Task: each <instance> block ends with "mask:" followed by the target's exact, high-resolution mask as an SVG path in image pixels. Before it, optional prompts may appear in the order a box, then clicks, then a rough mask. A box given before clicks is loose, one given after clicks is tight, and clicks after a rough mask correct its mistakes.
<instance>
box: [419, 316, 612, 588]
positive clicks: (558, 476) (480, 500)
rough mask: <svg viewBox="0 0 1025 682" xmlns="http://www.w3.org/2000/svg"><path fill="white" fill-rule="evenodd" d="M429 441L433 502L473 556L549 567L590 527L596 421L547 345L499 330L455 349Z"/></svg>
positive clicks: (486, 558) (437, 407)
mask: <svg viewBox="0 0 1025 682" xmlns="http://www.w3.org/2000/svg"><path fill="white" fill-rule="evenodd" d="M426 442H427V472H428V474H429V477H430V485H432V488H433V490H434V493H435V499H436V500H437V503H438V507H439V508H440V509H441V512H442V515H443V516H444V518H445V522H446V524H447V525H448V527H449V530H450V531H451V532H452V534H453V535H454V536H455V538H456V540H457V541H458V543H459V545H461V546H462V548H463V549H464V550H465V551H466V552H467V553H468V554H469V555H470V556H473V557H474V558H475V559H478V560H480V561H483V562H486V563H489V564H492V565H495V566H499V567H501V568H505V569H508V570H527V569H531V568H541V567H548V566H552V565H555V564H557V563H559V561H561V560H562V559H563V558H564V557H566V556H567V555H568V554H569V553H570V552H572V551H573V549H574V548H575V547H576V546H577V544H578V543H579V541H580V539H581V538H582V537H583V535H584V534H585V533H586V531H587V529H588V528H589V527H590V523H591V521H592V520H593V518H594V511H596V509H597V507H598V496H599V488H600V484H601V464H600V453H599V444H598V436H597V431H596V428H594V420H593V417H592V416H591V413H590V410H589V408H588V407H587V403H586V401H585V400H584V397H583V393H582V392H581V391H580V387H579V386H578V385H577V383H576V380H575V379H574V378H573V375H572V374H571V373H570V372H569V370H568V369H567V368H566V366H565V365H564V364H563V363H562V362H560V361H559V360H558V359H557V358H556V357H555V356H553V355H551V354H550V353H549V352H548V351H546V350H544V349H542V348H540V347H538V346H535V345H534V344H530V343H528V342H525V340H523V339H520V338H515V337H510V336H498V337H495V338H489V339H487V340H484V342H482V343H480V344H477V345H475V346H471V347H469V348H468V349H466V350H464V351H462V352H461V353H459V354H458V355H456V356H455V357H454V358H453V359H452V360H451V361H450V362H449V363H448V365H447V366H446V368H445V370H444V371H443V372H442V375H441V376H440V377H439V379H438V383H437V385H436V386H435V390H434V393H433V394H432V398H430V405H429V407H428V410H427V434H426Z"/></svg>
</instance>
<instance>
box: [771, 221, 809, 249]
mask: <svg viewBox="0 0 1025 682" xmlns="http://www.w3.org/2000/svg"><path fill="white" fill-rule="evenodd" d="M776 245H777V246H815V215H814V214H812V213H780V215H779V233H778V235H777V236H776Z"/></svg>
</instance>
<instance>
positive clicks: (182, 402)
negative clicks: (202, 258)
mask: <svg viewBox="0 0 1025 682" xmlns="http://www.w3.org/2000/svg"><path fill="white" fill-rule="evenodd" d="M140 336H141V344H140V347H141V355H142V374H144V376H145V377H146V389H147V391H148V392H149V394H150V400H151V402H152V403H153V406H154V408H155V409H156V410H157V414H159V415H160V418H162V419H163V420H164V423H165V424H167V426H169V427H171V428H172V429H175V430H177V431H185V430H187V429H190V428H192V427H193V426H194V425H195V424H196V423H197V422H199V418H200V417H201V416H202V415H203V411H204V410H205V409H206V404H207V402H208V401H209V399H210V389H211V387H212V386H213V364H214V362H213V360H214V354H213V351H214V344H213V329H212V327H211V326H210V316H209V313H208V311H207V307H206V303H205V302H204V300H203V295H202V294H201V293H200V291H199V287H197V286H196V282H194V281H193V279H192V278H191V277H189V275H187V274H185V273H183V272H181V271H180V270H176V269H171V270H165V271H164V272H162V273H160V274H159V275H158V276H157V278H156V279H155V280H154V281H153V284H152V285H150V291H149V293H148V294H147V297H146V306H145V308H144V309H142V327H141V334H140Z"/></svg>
........
Task goal — Repeat the whole of the data above exactly as it appears.

Response area —
Task: each <instance> block ends with "mask:" followed by the target's exact, high-resolution mask as an SVG path in image pixels. Before it, optional prompts may appear in the order a box, then clicks, then a rough mask. A box given before clicks is loose, one given after clicks is tight, and clicks after a rough mask correct its mistakes.
<instance>
box: [419, 316, 612, 588]
positive clicks: (558, 476) (480, 500)
rough mask: <svg viewBox="0 0 1025 682" xmlns="http://www.w3.org/2000/svg"><path fill="white" fill-rule="evenodd" d="M429 441L433 502L473 556L549 567L590 527L596 421L547 345L499 330L455 349Z"/></svg>
positive clicks: (486, 558) (437, 407)
mask: <svg viewBox="0 0 1025 682" xmlns="http://www.w3.org/2000/svg"><path fill="white" fill-rule="evenodd" d="M426 442H427V472H428V474H429V477H430V485H432V488H433V490H434V493H435V499H436V500H437V503H438V507H439V508H440V509H441V512H442V515H443V516H444V518H445V522H446V524H447V525H448V527H449V530H450V531H451V532H452V534H453V535H454V536H455V538H456V540H457V541H458V543H459V545H461V546H462V548H463V549H464V550H465V551H466V552H467V553H468V554H469V555H470V556H473V557H474V558H475V559H478V560H480V561H483V562H486V563H489V564H492V565H495V566H499V567H501V568H505V569H508V570H527V569H531V568H541V567H548V566H552V565H555V564H557V563H559V561H561V560H562V559H563V558H564V557H566V556H567V555H568V554H569V553H570V552H572V551H573V549H574V548H575V547H576V546H577V544H578V543H579V541H580V539H581V538H582V537H583V535H584V534H585V533H586V531H587V529H588V528H589V527H590V523H591V521H592V520H593V518H594V511H596V509H597V507H598V496H599V488H600V484H601V464H600V453H599V444H598V436H597V431H596V428H594V420H593V417H592V416H591V413H590V410H589V408H588V407H587V403H586V401H585V400H584V397H583V393H582V392H581V391H580V387H579V386H578V385H577V383H576V380H575V379H574V378H573V375H572V374H571V373H570V372H569V370H568V369H567V368H566V366H565V365H564V364H563V363H562V362H560V361H559V360H558V359H557V358H556V357H555V356H553V355H551V354H550V353H549V352H548V351H546V350H544V349H542V348H540V347H538V346H535V345H534V344H530V343H528V342H525V340H523V339H520V338H515V337H510V336H498V337H495V338H489V339H487V340H484V342H482V343H480V344H477V345H475V346H471V347H469V348H468V349H466V350H464V351H462V352H461V353H459V354H458V355H456V356H455V357H454V358H453V359H452V360H451V361H450V362H449V363H448V365H447V366H446V368H445V370H444V371H443V372H442V375H441V376H440V377H439V379H438V383H437V385H436V386H435V390H434V393H433V394H432V398H430V405H429V407H428V410H427V434H426Z"/></svg>
</instance>
<instance>
box: [771, 221, 809, 249]
mask: <svg viewBox="0 0 1025 682" xmlns="http://www.w3.org/2000/svg"><path fill="white" fill-rule="evenodd" d="M776 245H777V246H815V215H814V214H812V213H780V215H779V233H778V235H777V236H776Z"/></svg>
</instance>
<instance>
positive clicks: (182, 402)
negative clicks: (202, 258)
mask: <svg viewBox="0 0 1025 682" xmlns="http://www.w3.org/2000/svg"><path fill="white" fill-rule="evenodd" d="M140 336H141V344H140V347H141V355H142V374H144V376H145V377H146V389H147V391H148V392H149V394H150V400H151V402H152V403H153V406H154V408H155V409H156V410H157V414H159V415H160V418H162V419H163V420H164V423H165V424H167V426H169V427H171V428H172V429H175V430H177V431H185V430H187V429H190V428H192V427H193V426H194V425H195V424H196V423H197V422H199V418H200V417H201V416H202V415H203V411H204V410H205V409H206V404H207V402H208V401H209V399H210V389H211V387H212V386H213V364H214V362H213V360H214V354H213V351H214V344H213V329H212V327H211V326H210V316H209V313H208V311H207V307H206V303H205V302H204V300H203V295H202V294H201V293H200V291H199V287H197V286H196V282H194V281H193V279H192V278H191V277H189V275H187V274H185V273H183V272H181V271H180V270H176V269H171V270H165V271H164V272H162V273H160V274H159V275H158V276H157V278H156V279H155V280H154V281H153V284H152V285H150V291H149V293H148V294H147V297H146V306H145V308H144V309H142V327H141V334H140Z"/></svg>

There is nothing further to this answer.